» **EXERCISE TASK**
Extract all of the entries below line for line without altering any of them, and omit the pictures.

(Object location annotation data)
----

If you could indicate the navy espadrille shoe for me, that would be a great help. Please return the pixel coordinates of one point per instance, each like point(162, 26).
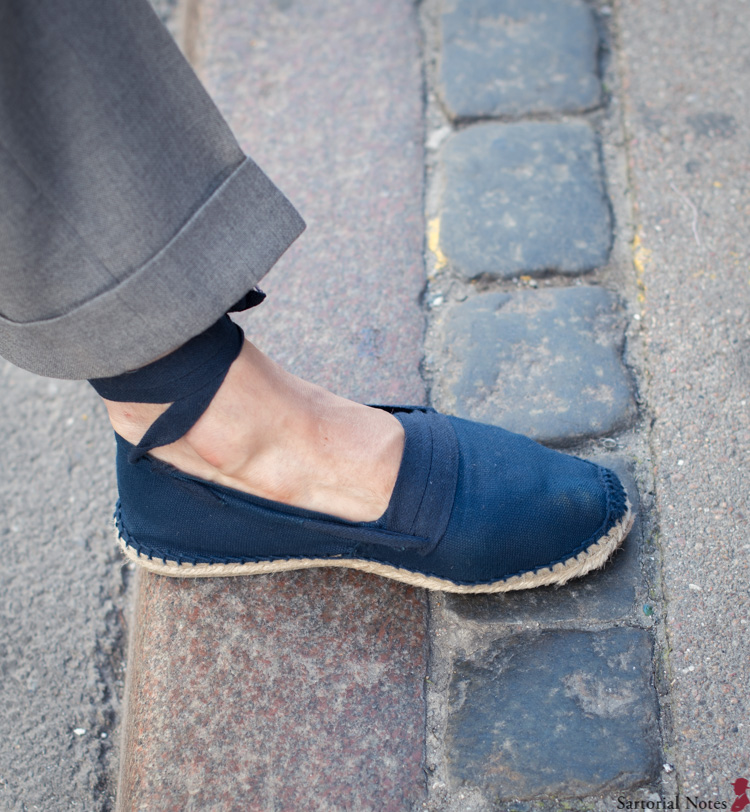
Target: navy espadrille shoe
point(475, 509)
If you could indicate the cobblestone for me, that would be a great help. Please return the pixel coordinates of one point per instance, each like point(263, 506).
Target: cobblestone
point(529, 361)
point(515, 57)
point(554, 713)
point(524, 198)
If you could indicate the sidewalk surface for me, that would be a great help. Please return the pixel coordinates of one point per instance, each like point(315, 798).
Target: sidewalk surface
point(528, 213)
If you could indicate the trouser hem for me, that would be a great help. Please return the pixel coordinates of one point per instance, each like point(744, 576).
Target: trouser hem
point(223, 251)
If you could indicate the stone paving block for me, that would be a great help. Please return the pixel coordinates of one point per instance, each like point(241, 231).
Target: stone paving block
point(515, 57)
point(603, 596)
point(525, 198)
point(301, 691)
point(544, 363)
point(557, 713)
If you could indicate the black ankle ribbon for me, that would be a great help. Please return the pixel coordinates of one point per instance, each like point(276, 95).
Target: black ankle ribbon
point(187, 378)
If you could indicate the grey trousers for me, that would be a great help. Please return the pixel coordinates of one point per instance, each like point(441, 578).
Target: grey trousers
point(130, 220)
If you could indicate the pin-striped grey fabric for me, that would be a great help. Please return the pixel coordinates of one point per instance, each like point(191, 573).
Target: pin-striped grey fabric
point(130, 219)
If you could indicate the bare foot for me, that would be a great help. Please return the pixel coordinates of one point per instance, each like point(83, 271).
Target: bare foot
point(271, 434)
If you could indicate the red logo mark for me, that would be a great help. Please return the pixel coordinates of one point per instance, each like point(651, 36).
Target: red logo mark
point(740, 789)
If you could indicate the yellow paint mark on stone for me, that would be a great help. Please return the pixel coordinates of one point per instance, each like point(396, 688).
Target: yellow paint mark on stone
point(641, 258)
point(433, 243)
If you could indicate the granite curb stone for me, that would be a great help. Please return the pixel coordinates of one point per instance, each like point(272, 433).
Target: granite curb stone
point(516, 57)
point(287, 692)
point(524, 198)
point(604, 596)
point(554, 713)
point(544, 363)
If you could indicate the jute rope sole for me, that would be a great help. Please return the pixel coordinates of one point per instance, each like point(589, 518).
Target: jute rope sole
point(590, 559)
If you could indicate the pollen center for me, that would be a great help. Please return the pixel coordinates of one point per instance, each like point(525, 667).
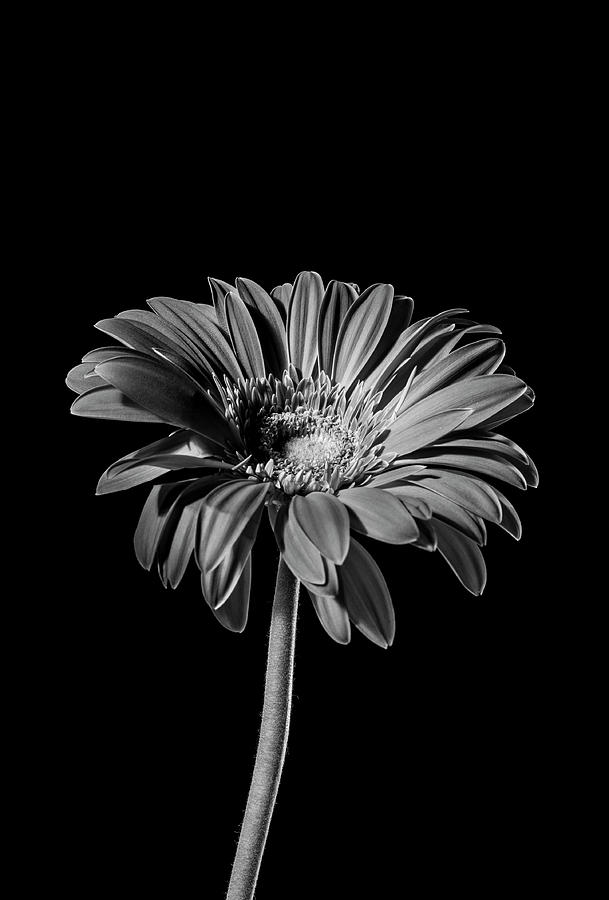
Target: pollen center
point(306, 443)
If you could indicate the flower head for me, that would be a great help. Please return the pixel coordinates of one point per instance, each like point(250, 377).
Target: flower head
point(330, 409)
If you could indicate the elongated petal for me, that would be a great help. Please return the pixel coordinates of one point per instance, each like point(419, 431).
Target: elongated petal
point(379, 515)
point(303, 313)
point(442, 507)
point(396, 474)
point(409, 432)
point(192, 495)
point(182, 543)
point(224, 516)
point(399, 317)
point(268, 323)
point(281, 296)
point(200, 332)
point(510, 520)
point(233, 613)
point(462, 555)
point(219, 583)
point(102, 353)
point(145, 463)
point(164, 335)
point(332, 613)
point(219, 290)
point(408, 346)
point(167, 393)
point(478, 463)
point(360, 332)
point(518, 406)
point(334, 305)
point(146, 334)
point(325, 521)
point(497, 446)
point(469, 492)
point(109, 403)
point(479, 358)
point(152, 519)
point(367, 597)
point(300, 554)
point(81, 378)
point(427, 539)
point(243, 336)
point(485, 394)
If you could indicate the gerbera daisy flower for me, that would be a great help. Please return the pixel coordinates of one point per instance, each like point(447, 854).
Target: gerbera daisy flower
point(331, 410)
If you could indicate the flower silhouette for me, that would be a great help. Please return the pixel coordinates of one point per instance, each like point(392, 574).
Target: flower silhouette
point(333, 411)
point(327, 407)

----

» **TASK ANSWER**
If you could indicate the navy espadrille shoe for me, that would be a great help. Please return the pixel coordinates of one point per instance, each like point(162, 26).
Target: navy espadrille shoe
point(475, 509)
If you could indicate the cobblestone for me, that would be a great help. Please return the pixel coordinates of one point per instance, each like point(263, 506).
Target: cobblestone
point(529, 361)
point(515, 57)
point(554, 713)
point(524, 198)
If you could indicate the sidewalk surface for me, that would be a great help. Please return the pixel coordinates of one point per instance, each like point(315, 798).
Target: sidewalk surface
point(528, 213)
If you could indicate the trouser hem for me, that would be a great help. Please return the pixel coordinates of one point per instance, each like point(744, 576).
Target: trouser hem
point(223, 251)
If you could indicate the stone paving block for me, that would be a great help. Please return the pixel coordinates of one point per instance, each like point(241, 231).
Target: stone paving block
point(515, 57)
point(603, 596)
point(525, 198)
point(301, 691)
point(544, 363)
point(557, 713)
If you could indicate the black ankle ribbon for me, that would be a great help. Please return the pixel coordinates of one point per instance, each like point(276, 95).
Target: black ankle ribbon
point(187, 378)
If you could indicate the grey trousers for me, that would be a great help. Please return the pixel coordinates of one point per instance, each like point(441, 578).
Target: grey trousers
point(130, 220)
If you could indicate the pin-striped grey fabric for me, that would be a great help. Please return the pixel coordinates of one point per instance, each like point(191, 573).
Target: pin-striped grey fabric
point(130, 219)
If you could indicate the bare foot for me, that would be a great help. Please return the pixel coordinates of one point per instance, each like point(83, 271).
Target: bare foot
point(271, 434)
If you could indicate the red logo mark for me, that would be a great help. Please return the pixel coordinates of one point per instance, each like point(651, 36).
Target: red logo mark
point(740, 789)
If you could indicate the yellow paint mark on stone for me, that would be a great help. Please return the pixel coordinates of one point per instance, each like point(396, 688).
Target: yellow paint mark on stone
point(641, 258)
point(433, 243)
If you could indicate the granite curb stone for me, that would be a great help. Please return the pixel coordinates of one point per instance, each like point(272, 433).
Target: granite curb stone
point(516, 57)
point(287, 692)
point(524, 198)
point(604, 596)
point(554, 713)
point(544, 363)
If you could indicate the jute rope sole for me, that would be a great help. Please return the pixel coordinates of one point per instance, each like point(589, 518).
Target: jute rope sole
point(590, 559)
If you could indicate the pollen center for me, that would be a great help. Please return the pixel coordinates of one point per instance, each like point(525, 667).
Target: pollen center
point(306, 443)
If you could indicate the flower head for me, that would be a great help. Please return the pixel coordinates of one point per instance, each like point(250, 377).
Target: flower head
point(330, 409)
If you could indicate the elongated petal for me, that would be a great help. Please return the pixel coordinates of one point per instance, each like point(419, 431).
Target: elongated petal
point(379, 515)
point(303, 313)
point(442, 507)
point(396, 474)
point(409, 432)
point(192, 495)
point(182, 543)
point(224, 516)
point(399, 317)
point(268, 323)
point(281, 296)
point(200, 332)
point(510, 520)
point(233, 613)
point(462, 555)
point(219, 583)
point(102, 353)
point(145, 463)
point(164, 335)
point(332, 613)
point(219, 290)
point(408, 346)
point(167, 393)
point(478, 463)
point(360, 332)
point(518, 406)
point(334, 305)
point(146, 334)
point(325, 521)
point(497, 446)
point(469, 492)
point(109, 403)
point(479, 358)
point(152, 519)
point(367, 597)
point(300, 554)
point(81, 378)
point(427, 539)
point(243, 336)
point(485, 394)
If you could indicate the gerbera daisy flower for me, that would be a great help. Please return the pixel coordinates of one point per instance, each like point(447, 854).
Target: gerbera daisy flower
point(331, 410)
If you could indicate the flower silhouette for me, that would be a great help. Please return the pixel coordinates of one point per instance, each like point(392, 574).
Target: flower silhouette
point(333, 411)
point(327, 407)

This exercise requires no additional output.